• _SELECTED EXCERPT_
------------------------------
The committee, headed by former UGC chair Sukhdeo Thorat, surveyed half the SC/ST students at AIIMS. It found evidence of informal segregation in the AIIMS hostels, with SC/ST students being forced to shift into certain hostels following harassment, abuse and violence by dominant caste students. SC/ST students reported that they faced social isolation in dining rooms, on sports fields and at cultural events.
Students also told the Thorat committee about discrimination by teachers,
which took the form of “avoidance, contempt, non-cooperation, and discouragement and differential treatment”.
Eighty-four percent of the SC/ST students surveyed said examiners had asked them about their caste directly or indirectly during their evaluations. One student said: “Teachers are fine till they do not know your caste. The moment they come to know, their attitude towards you changes completely.” AIIMS
initially rejected the Thorat committee findings, and only agreed to implement them after the exit of the then director.
------------------------------
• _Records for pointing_
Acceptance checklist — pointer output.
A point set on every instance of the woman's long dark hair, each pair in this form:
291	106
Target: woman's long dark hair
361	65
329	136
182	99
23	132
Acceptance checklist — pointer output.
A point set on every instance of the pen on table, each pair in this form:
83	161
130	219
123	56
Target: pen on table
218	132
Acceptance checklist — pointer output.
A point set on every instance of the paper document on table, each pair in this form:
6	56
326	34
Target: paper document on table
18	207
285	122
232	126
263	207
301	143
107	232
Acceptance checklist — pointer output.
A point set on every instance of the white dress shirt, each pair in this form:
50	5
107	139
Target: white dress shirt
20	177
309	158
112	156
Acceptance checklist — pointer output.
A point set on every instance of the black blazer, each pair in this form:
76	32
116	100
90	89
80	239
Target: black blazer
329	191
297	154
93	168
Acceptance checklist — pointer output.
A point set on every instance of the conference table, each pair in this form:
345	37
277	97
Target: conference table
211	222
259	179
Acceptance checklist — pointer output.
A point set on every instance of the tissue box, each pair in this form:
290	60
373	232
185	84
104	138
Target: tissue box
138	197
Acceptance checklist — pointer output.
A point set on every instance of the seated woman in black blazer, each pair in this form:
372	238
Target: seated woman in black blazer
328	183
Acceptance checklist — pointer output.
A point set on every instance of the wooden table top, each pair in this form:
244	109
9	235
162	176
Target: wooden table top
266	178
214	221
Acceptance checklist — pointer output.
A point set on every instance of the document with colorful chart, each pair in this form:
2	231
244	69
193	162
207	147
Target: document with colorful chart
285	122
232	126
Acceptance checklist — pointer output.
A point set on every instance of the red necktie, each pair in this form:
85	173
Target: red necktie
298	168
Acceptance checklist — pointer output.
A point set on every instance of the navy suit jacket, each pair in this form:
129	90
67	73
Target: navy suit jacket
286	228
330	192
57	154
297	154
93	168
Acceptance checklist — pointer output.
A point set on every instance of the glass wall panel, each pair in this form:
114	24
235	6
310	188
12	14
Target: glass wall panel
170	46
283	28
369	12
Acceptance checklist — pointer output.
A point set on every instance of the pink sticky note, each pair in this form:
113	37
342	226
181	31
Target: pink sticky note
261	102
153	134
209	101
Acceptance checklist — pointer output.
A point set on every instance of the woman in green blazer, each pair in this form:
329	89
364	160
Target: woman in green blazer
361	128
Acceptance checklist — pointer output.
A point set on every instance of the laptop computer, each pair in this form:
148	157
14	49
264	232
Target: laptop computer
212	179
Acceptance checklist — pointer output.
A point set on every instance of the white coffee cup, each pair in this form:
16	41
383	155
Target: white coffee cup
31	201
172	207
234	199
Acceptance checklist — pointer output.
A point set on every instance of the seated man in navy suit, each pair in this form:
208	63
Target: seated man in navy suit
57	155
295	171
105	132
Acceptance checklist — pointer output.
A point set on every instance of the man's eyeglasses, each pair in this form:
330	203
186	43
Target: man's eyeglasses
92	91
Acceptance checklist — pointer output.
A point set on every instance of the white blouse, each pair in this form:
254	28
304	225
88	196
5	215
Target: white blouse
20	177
------------------------------
• _EXERCISE REQUIREMENTS_
Could you write what comes next in the passage on caste discrimination at AIIMS, picking up after its final sentence? None of the data is needed for this.

• _RESPONSE TO THE TASK_
Discrimination by faculty
Inquiry committees at other universities have also found what they said or suggested, was evidence of discrimination by faculty. At the University of Hyderabad – also known as Hyderabad Central University or UoH – six Dalit students
have committed suicide since 2008. P. Senthil Kumar, a Dalit PhD student at the School of Physics, consumed poison in his room in February 2008. He was one of the four SC/ST students in the 2006 PhD batch – two among them had dropped out after they were unable to find faculty supervisors for their research.
The Professor Vinod Pavarala committee set up to investigate the incident stated: “Inconsistency and subjectivity in the standards applied for coursework and for allocation of supervisors… led to an understandable perception… among SC/ST students in the School of Physics that they are being discriminated against on the basis of their caste.”
In 2013, Madari Venkatesh, a doctoral student at the Advanced Centre of Research in High Energy Materials,
committed suicide. Venkatesh had not been allotted a supervisor or a doctoral committee to supervise his research even 2.5 years after he joined the university.
The Professor V. Krishna Committee set up to investigate the incident stated: “It is indeed deplorable that Mr M Venkatesh… has been pushed to seek out various teachers in a desperate effort to continue with his research work, when it was actually the bounded duty of the University and the ACRHM, in particular, to have done so.”
The Justice K. Ramaswamy Committee, which also looked into the suicide, noted, “Though six faculty members from the School of Chemistry were available, none was willing to supervise [Venkatesh’s] research…He was discriminated on the ground of caste… It is not his personal problem, it is the consequence of institutional discrimination.”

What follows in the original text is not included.